Is my teacher's final answer wrong?

Hi, for iii) my teacher got x = -2.. however I got x = 2.. if my teacher is correct, how did he get x = -2.. since the math shown kinda skips through that part..

Answer 1

Your teacher is correct...

Just note that I worked through all the parts to help you catch your mistake.

Let's find the slope from points #A# to #O#.
Just note here that the slop is also the slope from #A# to #C#.
Since #O# is at the origin, we have:
#m=(y_2-y_1)/(x_2-x_1)#
#=>m=(-3-0)/(6-0)#
#=>m=-3/6#
#=>m=-1/2#
Since line #OB# is perpendicular to #AC#, we find the negative reciprocal of our slope.

Data listing ▸
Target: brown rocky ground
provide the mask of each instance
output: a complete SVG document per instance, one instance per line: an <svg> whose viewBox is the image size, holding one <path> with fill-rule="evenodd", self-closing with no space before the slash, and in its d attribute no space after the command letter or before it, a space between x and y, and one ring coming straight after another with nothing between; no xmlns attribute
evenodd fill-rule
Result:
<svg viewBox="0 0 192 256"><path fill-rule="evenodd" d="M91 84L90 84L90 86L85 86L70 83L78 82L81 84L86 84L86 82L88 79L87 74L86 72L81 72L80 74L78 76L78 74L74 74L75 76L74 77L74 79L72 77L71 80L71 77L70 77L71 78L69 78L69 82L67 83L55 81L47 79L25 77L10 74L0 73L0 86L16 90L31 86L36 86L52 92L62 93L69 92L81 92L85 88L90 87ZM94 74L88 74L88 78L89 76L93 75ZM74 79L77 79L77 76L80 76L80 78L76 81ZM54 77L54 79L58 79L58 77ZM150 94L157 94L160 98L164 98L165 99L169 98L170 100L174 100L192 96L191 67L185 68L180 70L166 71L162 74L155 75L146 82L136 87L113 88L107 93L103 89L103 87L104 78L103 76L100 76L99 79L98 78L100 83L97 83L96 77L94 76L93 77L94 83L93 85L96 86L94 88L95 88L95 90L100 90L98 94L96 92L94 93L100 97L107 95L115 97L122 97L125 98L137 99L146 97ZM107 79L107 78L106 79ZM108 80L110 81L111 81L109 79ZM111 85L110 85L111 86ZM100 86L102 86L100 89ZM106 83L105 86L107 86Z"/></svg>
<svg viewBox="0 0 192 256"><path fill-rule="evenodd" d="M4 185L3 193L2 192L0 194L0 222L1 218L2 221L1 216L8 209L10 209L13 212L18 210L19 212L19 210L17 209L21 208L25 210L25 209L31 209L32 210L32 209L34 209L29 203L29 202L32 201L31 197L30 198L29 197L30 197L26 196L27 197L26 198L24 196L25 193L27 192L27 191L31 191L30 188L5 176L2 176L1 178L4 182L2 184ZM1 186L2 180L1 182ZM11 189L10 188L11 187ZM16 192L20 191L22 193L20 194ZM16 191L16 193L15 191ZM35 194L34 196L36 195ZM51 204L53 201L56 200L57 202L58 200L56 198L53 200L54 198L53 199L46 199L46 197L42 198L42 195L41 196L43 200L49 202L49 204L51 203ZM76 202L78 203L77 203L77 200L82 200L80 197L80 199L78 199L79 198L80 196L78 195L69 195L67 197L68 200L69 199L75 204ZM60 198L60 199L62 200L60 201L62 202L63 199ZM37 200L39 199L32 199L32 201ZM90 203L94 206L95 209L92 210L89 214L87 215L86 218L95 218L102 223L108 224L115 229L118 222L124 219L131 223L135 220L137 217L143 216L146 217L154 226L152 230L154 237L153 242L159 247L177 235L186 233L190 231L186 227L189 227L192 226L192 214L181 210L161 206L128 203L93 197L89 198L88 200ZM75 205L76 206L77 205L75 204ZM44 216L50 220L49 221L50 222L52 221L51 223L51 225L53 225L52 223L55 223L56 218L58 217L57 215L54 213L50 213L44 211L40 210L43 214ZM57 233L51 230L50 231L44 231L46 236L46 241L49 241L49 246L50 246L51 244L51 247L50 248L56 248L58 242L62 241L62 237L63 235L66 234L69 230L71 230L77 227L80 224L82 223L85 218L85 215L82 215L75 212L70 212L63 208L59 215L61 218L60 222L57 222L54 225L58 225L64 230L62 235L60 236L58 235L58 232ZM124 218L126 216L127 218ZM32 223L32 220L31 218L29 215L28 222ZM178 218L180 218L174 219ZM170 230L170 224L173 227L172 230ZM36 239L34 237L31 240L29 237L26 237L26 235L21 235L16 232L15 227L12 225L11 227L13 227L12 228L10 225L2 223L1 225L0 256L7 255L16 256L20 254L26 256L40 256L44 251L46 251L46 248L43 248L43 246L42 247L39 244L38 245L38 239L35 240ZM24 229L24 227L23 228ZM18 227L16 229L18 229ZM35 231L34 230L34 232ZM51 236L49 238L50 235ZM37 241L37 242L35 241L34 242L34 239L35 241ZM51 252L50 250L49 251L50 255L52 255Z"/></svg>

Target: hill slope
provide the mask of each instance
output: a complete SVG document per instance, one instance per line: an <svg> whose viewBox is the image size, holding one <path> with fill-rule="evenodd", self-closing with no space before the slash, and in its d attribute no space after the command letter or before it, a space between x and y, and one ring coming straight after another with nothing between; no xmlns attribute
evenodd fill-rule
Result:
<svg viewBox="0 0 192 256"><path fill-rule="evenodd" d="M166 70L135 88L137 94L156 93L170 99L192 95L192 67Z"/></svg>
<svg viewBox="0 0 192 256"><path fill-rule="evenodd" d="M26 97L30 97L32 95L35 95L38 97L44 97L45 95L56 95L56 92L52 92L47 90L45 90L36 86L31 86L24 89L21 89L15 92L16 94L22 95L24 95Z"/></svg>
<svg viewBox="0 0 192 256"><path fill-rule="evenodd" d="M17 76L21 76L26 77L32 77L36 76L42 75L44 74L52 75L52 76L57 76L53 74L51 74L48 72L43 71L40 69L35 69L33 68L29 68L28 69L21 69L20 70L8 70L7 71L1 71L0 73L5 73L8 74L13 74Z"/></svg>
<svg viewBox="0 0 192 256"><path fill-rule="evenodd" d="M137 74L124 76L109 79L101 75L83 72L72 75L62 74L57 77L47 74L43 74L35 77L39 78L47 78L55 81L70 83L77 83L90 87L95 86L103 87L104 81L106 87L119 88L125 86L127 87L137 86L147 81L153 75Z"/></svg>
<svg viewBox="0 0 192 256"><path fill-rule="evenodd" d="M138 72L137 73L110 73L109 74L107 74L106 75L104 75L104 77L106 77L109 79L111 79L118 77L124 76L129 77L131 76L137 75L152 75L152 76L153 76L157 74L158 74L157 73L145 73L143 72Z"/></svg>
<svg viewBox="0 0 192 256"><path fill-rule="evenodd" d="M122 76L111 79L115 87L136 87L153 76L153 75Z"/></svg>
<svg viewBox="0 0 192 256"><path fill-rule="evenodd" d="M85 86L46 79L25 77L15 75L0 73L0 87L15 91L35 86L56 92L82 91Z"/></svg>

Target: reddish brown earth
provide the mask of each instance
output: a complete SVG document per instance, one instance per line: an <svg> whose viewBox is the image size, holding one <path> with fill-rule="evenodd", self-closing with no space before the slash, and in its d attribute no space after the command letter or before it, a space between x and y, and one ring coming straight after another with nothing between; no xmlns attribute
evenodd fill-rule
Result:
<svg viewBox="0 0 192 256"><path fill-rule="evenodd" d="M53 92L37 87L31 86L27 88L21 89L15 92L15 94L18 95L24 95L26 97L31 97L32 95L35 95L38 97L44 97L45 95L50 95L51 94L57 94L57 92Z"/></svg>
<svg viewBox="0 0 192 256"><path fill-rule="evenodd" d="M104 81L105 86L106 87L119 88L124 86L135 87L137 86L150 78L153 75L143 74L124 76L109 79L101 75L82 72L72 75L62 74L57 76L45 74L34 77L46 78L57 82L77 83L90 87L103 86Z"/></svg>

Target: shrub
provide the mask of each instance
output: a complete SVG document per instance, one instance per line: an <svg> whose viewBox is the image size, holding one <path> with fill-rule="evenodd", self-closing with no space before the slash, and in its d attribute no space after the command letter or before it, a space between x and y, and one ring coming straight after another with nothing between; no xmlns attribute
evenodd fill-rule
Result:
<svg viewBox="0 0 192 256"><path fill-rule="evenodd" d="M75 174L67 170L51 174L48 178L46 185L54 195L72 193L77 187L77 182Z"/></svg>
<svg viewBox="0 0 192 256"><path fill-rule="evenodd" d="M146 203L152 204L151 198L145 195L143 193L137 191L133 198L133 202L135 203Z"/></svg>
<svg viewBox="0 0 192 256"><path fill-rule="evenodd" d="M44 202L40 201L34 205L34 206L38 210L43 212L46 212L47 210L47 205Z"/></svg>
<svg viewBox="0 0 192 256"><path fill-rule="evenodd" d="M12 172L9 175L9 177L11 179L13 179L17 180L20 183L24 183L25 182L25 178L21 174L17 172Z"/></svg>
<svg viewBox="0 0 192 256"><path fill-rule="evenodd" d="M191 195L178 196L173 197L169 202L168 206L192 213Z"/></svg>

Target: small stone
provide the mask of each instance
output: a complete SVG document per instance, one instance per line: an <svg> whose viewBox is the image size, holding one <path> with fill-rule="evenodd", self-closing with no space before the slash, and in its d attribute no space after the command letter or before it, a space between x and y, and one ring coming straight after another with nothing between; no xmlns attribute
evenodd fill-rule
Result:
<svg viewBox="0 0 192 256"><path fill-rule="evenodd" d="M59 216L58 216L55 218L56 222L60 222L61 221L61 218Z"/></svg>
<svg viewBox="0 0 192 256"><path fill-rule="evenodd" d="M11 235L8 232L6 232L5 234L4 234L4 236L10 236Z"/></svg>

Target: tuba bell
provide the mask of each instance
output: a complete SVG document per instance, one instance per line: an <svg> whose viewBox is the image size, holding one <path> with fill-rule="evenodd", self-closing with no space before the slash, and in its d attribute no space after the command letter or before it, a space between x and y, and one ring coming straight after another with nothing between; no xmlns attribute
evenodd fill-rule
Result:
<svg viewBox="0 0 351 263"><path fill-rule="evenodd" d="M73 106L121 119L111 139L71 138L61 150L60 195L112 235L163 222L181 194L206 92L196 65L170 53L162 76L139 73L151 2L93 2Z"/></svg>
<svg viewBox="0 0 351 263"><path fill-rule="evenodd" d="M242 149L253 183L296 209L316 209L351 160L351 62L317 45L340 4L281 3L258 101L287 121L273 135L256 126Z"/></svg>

Requirements ▸
(a) In the thread about the teacher's final answer, what value of x did the student get for part iii)?
(b) Reproduce the passage of the thread starting at "Is my teacher's" and ending at "points #A# to #O#.".
The lines are not needed for anything here.

Full solutions ▸
(a) The student got x = 2.

(b)
Is my teacher's final answer wrong?

Hi, for iii) my teacher got x = -2.. however I got x = 2.. if my teacher is correct, how did he get x = -2.. since the math shown kinda skips through that part..

Answer 1

Your teacher is correct...

Just note that I worked through all the parts to help you catch your mistake.

Let's find the slope from points #A# to #O#.